◆ Texto apresentado:
^^^^^^^^^^^^^^^^

Riscos e abusos da “administração da visibilidade”

A administração da visibilidade através da mídia é uma atividade perseguida não somente nos períodos intensivos de campanhas eleitorais; ela faz parte também da própria arte de governar. A condução de um governo exige um contínuo processo de tomadas de decisões sobre o que, a quem e como pode se tornar público. John B. Thompson.

Reza a lenda que quando o candidato republicano Richard Nixon debateu em cadeia nacional de TV e Rádio, com o candidato John Kennedy, ele estava com a barba por fazer. Esse foi o primeiro debate presidencial televisionado nos EUA. A lenda diz ainda que seu perfil contrastava com o do rival circunspecto, cujo rosto límpido e luminoso transmitia uma imagem mais serena, o que somente os telespectadores tiveram condições de avaliar. Nixon perdeu as eleições em 1960, mas aprendeu a lição do jogo: deveria criar uma nova imagem de si.

Na eleição de 1968, o então candidato, segundo John B. Thompson (1995) em A Mídia e a Modernidade: uma teoria social da mídia, tinha a seu favor uma equipe especializada em comunicação, responsável por produzir spots comerciais que engendravam um líder estadista capaz de se comunicar com o povo. Isso serviu, segundo o autor, como um contrapeso aos limites do presidenciável, expostos nas suas entrevistas aos jornalistas daquele país e explorados negativamente. Nixon ganhou as eleições e se reelegeu em 1972. Entretanto, o presidente renunciou ao poder dois anos depois quando seu nome foi arrolado no famoso caso de espionagem política do Comitê do Partido Republicano de Washington DC, na ocasião da última corrida eleitoral. O episódio ficou conhecido como Caso Watergate.

^^^^^^^^^^^^^^^^

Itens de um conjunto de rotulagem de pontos
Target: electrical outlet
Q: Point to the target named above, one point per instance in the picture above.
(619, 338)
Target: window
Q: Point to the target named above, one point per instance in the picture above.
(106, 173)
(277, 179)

^^^^^^^^^^^^^^^^

◆ Tarefas a realizar:
[1] O texto sobre a administração da visibilidade confirma cada uma destas afirmações? (a) Nixon perdeu as eleições de 1960. (b) O debate entre Nixon e Kennedy foi o segundo debate presidencial televisionado nos EUA. (c) Nixon renunciou ao poder dois anos depois de se reeleger em 1972. Responda sim ou não a cada uma e cite as palavras do texto que decidem.
[2] Como fica o trecho do texto sobre a administração da visibilidade que começa em "A administração da" e vai até "imagem de si." se você editá-lo trocando "lenda" por "história"?

◆ Soluções das tarefas:
[1]
(a) Sim: "Nixon perdeu as eleições em 1960".
(b) Não: "Esse foi o primeiro debate presidencial televisionado nos EUA."
(c) Sim: "Nixon ganhou as eleições e se reelegeu em 1972. Entretanto, o presidente renunciou ao poder dois anos depois".

[2]
A administração da visibilidade através da mídia é uma atividade perseguida não somente nos períodos intensivos de campanhas eleitorais; ela faz parte também da própria arte de governar. A condução de um governo exige um contínuo processo de tomadas de decisões sobre o que, a quem e como pode se tornar público. John B. Thompson.

Reza a história que quando o candidato republicano Richard Nixon debateu em cadeia nacional de TV e Rádio, com o candidato John Kennedy, ele estava com a barba por fazer. Esse foi o primeiro debate presidencial televisionado nos EUA. A história diz ainda que seu perfil contrastava com o do rival circunspecto, cujo rosto límpido e luminoso transmitia uma imagem mais serena, o que somente os telespectadores tiveram condições de avaliar. Nixon perdeu as eleições em 1960, mas aprendeu a lição do jogo: deveria criar uma nova imagem de si.